Values can be retrieved by calling macro _XMLParser_GetFlag(LPXMLPARSER parser, [FLAG]).
LPXMLPARSER XMLParser_Create(LPXMLPARSER *parser);
Creates new parser. Parser
parameter is an address
of pointer which will be allocated and prepared by XMLParser_Create. Return value and pointer will be
NULL
if parser can't be created due to memory
allocation problem.
After parser has been created, you can reuse it calling XMLParser_Parse multiple times or you can create for example pool of pre-allocated parser objects for some special case.
int XMLParser_Parse(LPXMLPARSER parser, LPFNINPUTSRC inputSrc, void *inputData, const XMLCH *encoding);
Parameters:
parser |
Pointer to parser object | inputSrc |
Pointer to callback function that will feed data to parser. | inputData |
For example FILE* to be passed to inputSrc
function |
encoding |
Sets document encoding. Note that forced encoding doesn't override (see encodingAliasHandler for
info about overriding encodings) encoding declaration or BOM and
should be used only in situations when document doesn't contain encoding declaration and/or BOM i.e.
encoding is specified in MIME header etc. Forced encoding can infact conflict with encoding set by bom or
xml declaration.
Set NULL (recommended) to let bom, document encoding declaration or
default UTF-8 to be used.Valid values are:
|
inputSrc
function has the following prototype:
int (*LPFNINPUTSRC)(BYTE *buf, int cBytes, int *cBytesActual, void *inputData);
Parser will send read request to this callback each time it
needs more data. buf
is allocated for
cBytes
, set cBytesActual
to byte count
you actually put into buf
.
Return TRUE if EOF or some error occurred, EOF can be normally determined by following:
return (*cBytesActual < cBytes);
NOTE: If you want to distinguish between an end of stream (EOF) and a stream error,
you must return BIS_ERR_INPUT
on stream error and BIS_EOF
(or TRUE) on EOF condition.

> **GIVEN DATA**

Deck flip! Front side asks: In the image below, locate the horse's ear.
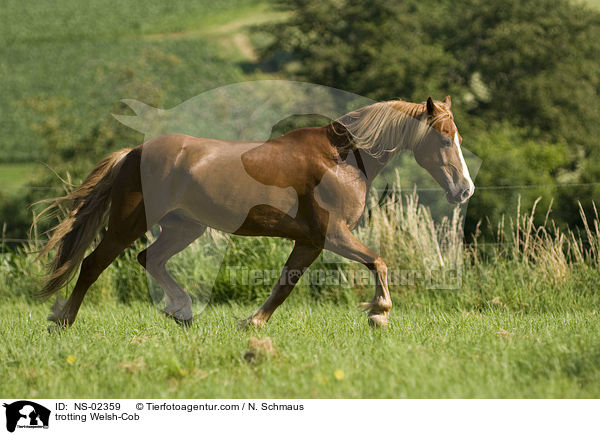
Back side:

> **WORK TO COMPLETE**
a: In the parser documentation, what do XMLParser_Create and the pointer become if the parser can't be created because of a memory allocation problem?
b: List every parameter that XMLParser_Parse takes, as given in its prototype in the parser documentation.
c: Copy the parser documentation word for word from "After parser has" to "and/or BOM i.e.".

> **RESULTS OF THE EXERCISE**
a: NULL

b: parser, inputSrc, inputData, encoding

c:
After parser has been created, you can reuse it calling XMLParser_Parse multiple times or you can create for example pool of pre-allocated parser objects for some special case.
int XMLParser_Parse(LPXMLPARSER parser, LPFNINPUTSRC inputSrc, void *inputData, const XMLCH *encoding);
Parameters:
parser |
Pointer to parser object | inputSrc |
Pointer to callback function that will feed data to parser. | inputData |
For example FILE* to be passed to inputSrc
function |
encoding |
Sets document encoding. Note that forced encoding doesn't override (see encodingAliasHandler for
info about overriding encodings) encoding declaration or BOM and
should be used only in situations when document doesn't contain encoding declaration and/or BOM i.e.